---- Reading text
And that’s what that initial song needed – some flavor, body, balance and interest.  There was nothing in the experience to offer a counterbalance to the good of it – to add an edge against which the good could contrast.

For those who are looking for an artificial reality, such music would be acceptable, comfortable.  For the rest of us… maybe that’s why I like John Hiatt, now.

Thank you I am slowly retreating from that “artificial reality” category.  For once, it was all about projecting what was supposed to be, rather than what was – about pretending this is already Heaven.  Thank you for freeing me from my denial.  Thank you for revealing to me the value in contrasting your good against the backdrop of our evil, imperfect world – it provides a more efficacious display of your glory…

foolishness

April 23, 2007

I have been reading Daniel Tammet’s blog critique of an interview of Richard Dawkins, author of The God Delusion.  Actually, I’ve been reading the comments to his blog.

Tammet is a functioning autistic savant in the UK who claims to be a Christian.  The people who have written in response to his review appear very intelligent and throw around words like “logic,” “science,” “chain of reasoning” and “rationality.”  They stir everyone who claims faith in anything into one deep, amalgamous cauldron of foolishness, making us out as followers of charismatic silliness – uncritical minds, incapable of systematic reason and study, and indifferent to research and analysis.  One respondent spouted on with simple questions that would have all been answered by anyone who had actually read through the Bible a single time – even if they didn’t believe it’s message.

But you know, the reason the world can’t understand the gospel – the reason it seems foolishness[i], is because its core is relationship, not manageable information.  God has used several relational similes in his attempts to give us an understanding of what the “him and us” thing is all about:  Father and child, Mother and child, Husband and wife, Bridegroom and bride, Friend to friend, Master and servant.

And relationships are sticky things when it comes to explaining them to others.  We got a random telephone call a number of years ago announcing that my cousin had recently married my second cousin.  They still struggle with peoples’ opinions about that.
--------
---- Data excerpts
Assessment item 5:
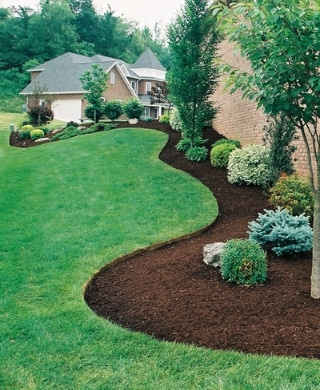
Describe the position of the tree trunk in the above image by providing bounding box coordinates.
[311,157,320,299]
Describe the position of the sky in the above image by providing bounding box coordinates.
[0,0,184,30]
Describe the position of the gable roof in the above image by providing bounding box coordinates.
[20,49,164,95]
[131,48,165,71]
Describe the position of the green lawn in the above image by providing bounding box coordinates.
[0,113,320,390]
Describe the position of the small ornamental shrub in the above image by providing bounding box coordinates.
[123,98,144,119]
[269,174,314,217]
[51,126,81,141]
[39,127,50,135]
[159,115,170,123]
[66,121,79,127]
[228,145,272,187]
[84,102,103,122]
[170,108,183,131]
[210,143,237,168]
[176,137,207,152]
[104,100,123,121]
[30,129,44,141]
[220,239,267,285]
[211,138,241,148]
[186,146,208,162]
[248,207,313,256]
[18,125,34,139]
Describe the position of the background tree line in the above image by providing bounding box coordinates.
[0,0,169,111]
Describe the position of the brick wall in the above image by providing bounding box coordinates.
[212,41,309,177]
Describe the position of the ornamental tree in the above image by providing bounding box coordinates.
[211,0,320,299]
[168,0,219,147]
[80,64,108,122]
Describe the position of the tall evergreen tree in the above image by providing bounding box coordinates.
[168,0,219,147]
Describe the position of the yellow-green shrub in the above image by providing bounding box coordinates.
[30,129,44,141]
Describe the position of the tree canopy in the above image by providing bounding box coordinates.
[212,0,320,298]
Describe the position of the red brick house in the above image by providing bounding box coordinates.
[20,49,167,121]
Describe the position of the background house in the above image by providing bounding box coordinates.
[20,48,166,121]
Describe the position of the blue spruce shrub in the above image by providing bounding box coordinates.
[220,239,267,285]
[247,207,313,256]
[227,145,273,187]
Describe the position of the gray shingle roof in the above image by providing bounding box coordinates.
[21,49,163,94]
[131,48,165,70]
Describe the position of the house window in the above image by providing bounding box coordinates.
[110,72,116,84]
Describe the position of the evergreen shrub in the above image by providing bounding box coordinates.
[123,98,144,119]
[248,207,313,256]
[104,100,123,121]
[269,174,314,217]
[30,129,44,141]
[170,107,183,131]
[210,142,237,168]
[220,239,267,285]
[227,145,272,187]
[159,115,170,123]
[186,146,208,162]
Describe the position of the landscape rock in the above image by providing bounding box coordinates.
[202,242,225,267]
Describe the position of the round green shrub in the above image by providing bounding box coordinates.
[228,145,273,187]
[18,125,34,139]
[159,115,170,123]
[186,146,208,162]
[104,100,123,121]
[220,239,267,285]
[269,174,314,217]
[123,98,144,119]
[30,129,44,141]
[210,143,237,168]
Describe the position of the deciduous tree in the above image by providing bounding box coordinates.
[212,0,320,299]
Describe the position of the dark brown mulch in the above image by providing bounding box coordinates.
[10,121,320,358]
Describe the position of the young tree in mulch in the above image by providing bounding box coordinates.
[211,0,320,299]
[168,0,219,152]
[80,64,108,123]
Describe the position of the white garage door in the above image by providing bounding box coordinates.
[52,99,81,122]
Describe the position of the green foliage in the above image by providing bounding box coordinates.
[18,125,34,139]
[84,101,104,123]
[167,0,219,144]
[159,115,170,123]
[176,137,207,152]
[170,107,183,131]
[228,145,272,186]
[123,98,144,119]
[210,142,236,168]
[81,123,117,134]
[269,175,314,217]
[104,100,123,121]
[248,207,313,256]
[263,113,297,183]
[212,138,241,148]
[186,146,208,162]
[220,239,267,285]
[80,64,108,106]
[28,106,54,126]
[30,129,44,141]
[51,126,81,141]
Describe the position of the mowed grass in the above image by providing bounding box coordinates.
[0,114,320,390]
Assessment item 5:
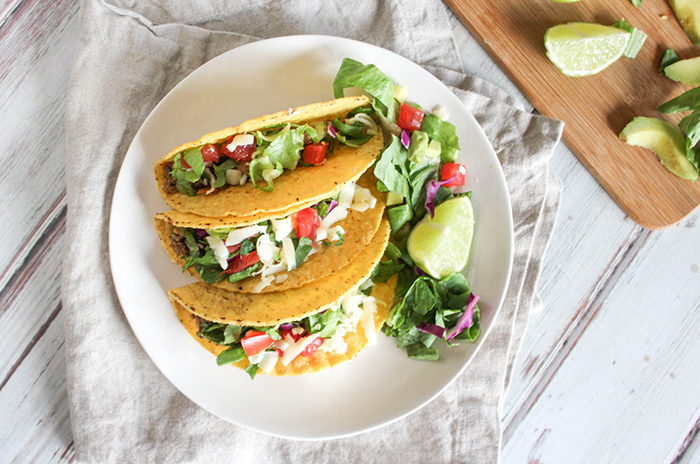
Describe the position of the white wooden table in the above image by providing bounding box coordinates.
[0,0,700,464]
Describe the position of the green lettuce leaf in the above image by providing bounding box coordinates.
[333,58,394,115]
[420,114,459,163]
[374,135,409,197]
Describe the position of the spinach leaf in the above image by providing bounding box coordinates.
[386,204,413,234]
[374,135,409,199]
[406,343,440,361]
[227,262,262,283]
[265,128,304,170]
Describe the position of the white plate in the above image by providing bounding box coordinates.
[109,36,513,440]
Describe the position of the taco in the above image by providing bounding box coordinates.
[155,172,388,293]
[155,96,384,218]
[169,276,396,378]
--------
▶ Stated goal A: Please copy the blog post word for word from "I have been" up to and including "comments to his blog.".
▶ Stated goal B: According to the blog post, why does the world find the gospel to be foolishness? Explain in one to three sentences.
▶ Stated goal C: Shorten the paragraph of the blog post that begins "Tammet is a functioning autistic savant," keeping its main facts.

▶ Exercise answer A:
I have been reading Daniel Tammet’s blog critique of an interview of Richard Dawkins, author of The God Delusion.  Actually, I’ve been reading the comments to his blog.

▶ Exercise answer B: The world can't understand the gospel because its core is relationship, not manageable information. The writer adds that relationships are hard to explain to others.

▶ Exercise answer C: Tammet, a functioning autistic savant in the UK, claims to be a Christian. The people responding to his review seem very intelligent and use words like "logic," "science," "chain of reasoning" and "rationality." They lump everyone who claims any faith together as foolish followers of charismatic silliness: uncritical, unable to reason systematically, and indifferent to research. One respondent asked simple questions that anyone who had read the Bible through once could have answered, even without believing its message.